# AIM A:
According to the patch discussion, what is the size of struct mce?
>> begin EXTRACTED TEXT
[PATCH 1/2] x86/MCE: Extend size of the MCE Records pool

From: Naik, Avadhut
Date: Fri Feb 09 2024 - 14:52:32 EST


Hi,

On 2/8/2024 15:09, Sohil Mehta wrote:
> On 2/7/2024 2:56 PM, Avadhut Naik wrote:
>
>> Extend the size of MCE Records pool to better serve modern systems. The
>> increase in size depends on the CPU count of the system. Currently, since
>> size of struct mce is 124 bytes, each logical CPU of the system will have
>> space for at least 2 MCE records available in the pool. To get around the
>> allocation woes during early boot time, the same is undertaken using
>> late_initcall().
>>
>
> I guess making this proportional to the number of CPUs is probably fine
> assuming CPUs and memory capacity *would* generally increase in sync.
>
> But, is there some logic to having 2 MCE records per logical cpu or it
> is just a heuristic approach? In practice, the pool is shared amongst
> all MCE sources and can be filled by anyone, right?
>
Yes, the pool is shared among all MCE sources but the logic for 256 is
that the genpool was set to 2 pages i.e. 8192 bytes in 2015.
Around that time, AFAIK, the max number of logical CPUs on a system was
32.
So, in the maximum case, each CPU will have around 256 bytes (8192/32) in
the pool. It equates to approximately 2 MCE records since sizeof(struct mce)
>> end EXTRACTED TEXT
>> begin EXCERPTED RECORDS
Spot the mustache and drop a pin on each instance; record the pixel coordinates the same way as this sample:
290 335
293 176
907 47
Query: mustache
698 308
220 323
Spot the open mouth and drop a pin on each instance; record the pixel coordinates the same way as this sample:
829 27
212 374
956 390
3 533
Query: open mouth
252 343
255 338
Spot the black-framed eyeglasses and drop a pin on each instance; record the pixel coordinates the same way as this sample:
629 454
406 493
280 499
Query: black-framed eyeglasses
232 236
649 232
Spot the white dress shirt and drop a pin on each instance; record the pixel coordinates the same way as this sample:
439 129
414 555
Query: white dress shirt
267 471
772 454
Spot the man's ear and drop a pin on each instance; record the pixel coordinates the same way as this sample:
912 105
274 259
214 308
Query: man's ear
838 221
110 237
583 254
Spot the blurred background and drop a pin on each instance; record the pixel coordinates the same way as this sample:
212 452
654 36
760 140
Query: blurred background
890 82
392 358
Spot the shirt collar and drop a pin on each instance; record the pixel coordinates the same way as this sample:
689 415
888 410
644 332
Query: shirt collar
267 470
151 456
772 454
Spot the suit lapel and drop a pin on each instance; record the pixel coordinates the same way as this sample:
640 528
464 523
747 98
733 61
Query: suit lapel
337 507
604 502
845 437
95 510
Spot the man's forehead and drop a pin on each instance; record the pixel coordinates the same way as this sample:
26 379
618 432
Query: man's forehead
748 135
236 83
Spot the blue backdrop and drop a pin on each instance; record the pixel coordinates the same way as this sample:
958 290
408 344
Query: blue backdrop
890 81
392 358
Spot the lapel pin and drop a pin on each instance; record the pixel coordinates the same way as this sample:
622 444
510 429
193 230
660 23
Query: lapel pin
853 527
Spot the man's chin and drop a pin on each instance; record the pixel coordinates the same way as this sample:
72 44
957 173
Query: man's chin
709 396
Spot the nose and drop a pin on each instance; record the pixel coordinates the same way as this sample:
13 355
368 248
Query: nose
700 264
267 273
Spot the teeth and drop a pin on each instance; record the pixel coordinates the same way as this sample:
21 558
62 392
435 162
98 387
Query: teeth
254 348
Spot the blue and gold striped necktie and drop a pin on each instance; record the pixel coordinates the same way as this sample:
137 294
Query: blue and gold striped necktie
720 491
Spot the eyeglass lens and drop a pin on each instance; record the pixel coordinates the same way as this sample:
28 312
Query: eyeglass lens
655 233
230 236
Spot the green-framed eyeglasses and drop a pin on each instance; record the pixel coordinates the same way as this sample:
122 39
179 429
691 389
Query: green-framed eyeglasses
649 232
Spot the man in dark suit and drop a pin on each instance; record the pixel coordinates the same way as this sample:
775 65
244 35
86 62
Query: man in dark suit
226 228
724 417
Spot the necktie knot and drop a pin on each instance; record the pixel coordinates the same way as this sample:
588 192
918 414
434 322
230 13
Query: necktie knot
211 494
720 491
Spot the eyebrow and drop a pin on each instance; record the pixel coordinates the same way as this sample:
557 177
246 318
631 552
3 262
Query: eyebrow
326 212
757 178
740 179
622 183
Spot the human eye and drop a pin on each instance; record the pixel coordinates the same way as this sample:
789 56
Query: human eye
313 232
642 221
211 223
>> end EXCERPTED RECORDS
>> begin EXCERPTED RECORDS
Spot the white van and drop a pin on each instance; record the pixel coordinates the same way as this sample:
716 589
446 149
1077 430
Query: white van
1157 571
>> end EXCERPTED RECORDS
# AIM B:
Find every line in the records that contains the word "suit" and copy each one.

# CORRECT ANSWER A:
124 bytes.

# CORRECT ANSWER B:
Spot the suit lapel and drop a pin on each instance; record the pixel coordinates the same way as this sample:
Query: suit lapel
Spot the man in dark suit and drop a pin on each instance; record the pixel coordinates the same way as this sample:
Query: man in dark suit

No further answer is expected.